+++ EXTRACTED TEXT
Family medical history is critical for how we provide care, but in some cases a patient may not have access to this information. When someone is adopted or loses their parents early in life, it’s difficult for them to know what medical conditions may be common in their family.

If you don’t have access to your family medical history, here’s what you can do.

What is Family Medical History?

First, you should understand exactly what we mean when we say family medical history. This history includes health information for your immediate family, typically parents and siblings. A thorough record even may include the health history of your grandparents, cousins, aunts, uncles and other second or third-degree relatives.

For each member of your family, it’s important to get information on their medical and mental health conditions, age of diagnosis, date of birth, lifestyle habits, information for deceased relatives and their cause of death.

Why is Family Medical History So Important?

Families share certain traits, including genetics and lifestyle. Hereditary diseases or inherited gene mutations (like the BRCA gene for breast cancer) may run in families and a complete medical history can provide your doctors with this information.

Family medical history is important because it allows us to assess your risk of certain diseases and conditions, such as cancer, diabetes, heart disease or stroke, and enables us to develop medical interventions that are appropriate to reduce your risk. With this information, we also can empower you as a patient to take preventative steps to maintain good health.

In addition to assessing your disease risk, family history also helps us determine what kinds of diagnostic tests you should undergo, whether you should get genetic testing, helps us assess your risk of passing on hereditary diseases to your children and determine how often you should be screened for a certain disease. For example, the general health guidelines recommend colon cancer screening beginning at age 50 for healthy adults. However, if you have a parent or sibling who has had colon cancer, this screening should begin 10 years earlier at age 40.
++++++
## ASSIGNED TASK:
Continue the article on family medical history, starting right after its final sentence.
+++ SOURCE MATERIAL
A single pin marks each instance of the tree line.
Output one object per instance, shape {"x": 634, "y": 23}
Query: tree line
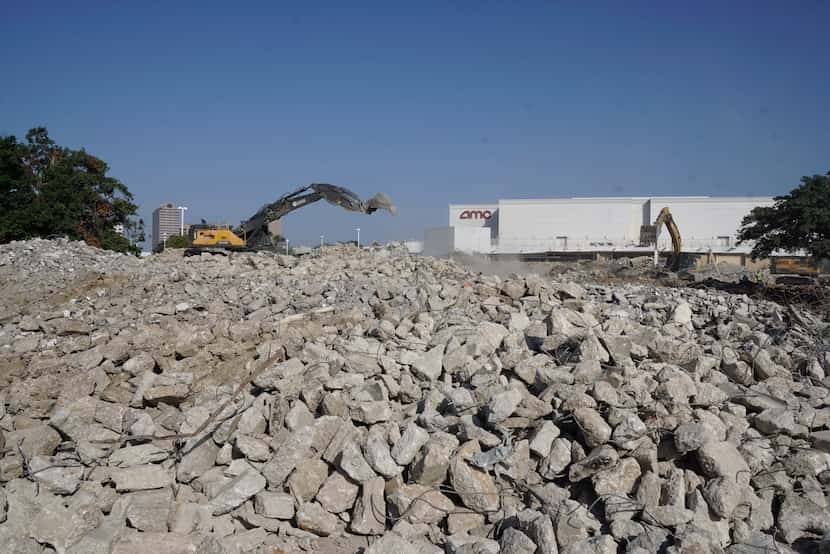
{"x": 50, "y": 190}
++++++
## TASK RESPONSE:
How to Access this Information

The easiest way to access your family’s medical history is to talk to your parents, siblings and other relatives about their health. Ask them about their disease history, their lifestyle habits and what medications they take for which conditions. These conversations can be uncomfortable, but having this information is too vital.

For people who don’t have their family medical history, extra legwork or testing may be necessary. Some adoptees have found their birth parents just to uncover their medical history, which is critical when adoption documents contain very little or none of this information. If you have your birth parents’ names, public records such as birth or death certificates may give you more insight into your family’s background. Also ask your adoptive parents or the adoption agency whether they have any information that could give you more information about your family medical history. If you were adopted through open adoption, it may be possible to reach out to biological family members and get this information. If this isn’t possible, we typically advise patients to follow general medical practices. Genetics panels also may be necessary in some cases, such as evaluating the risks of certain cancers.

If you don’t have access to your family medical history, be open and honest with your health practitioners about it. For those who do have access to this information, make sure to store it in a safe and easily accessible place. If you’d like to digitally maintain this information, the U.S. Department of Health and Human Services provides an online tool for you to create a family health portrait. Use it or another method of your choosing to safeguard this valuable information and share it with your doctor.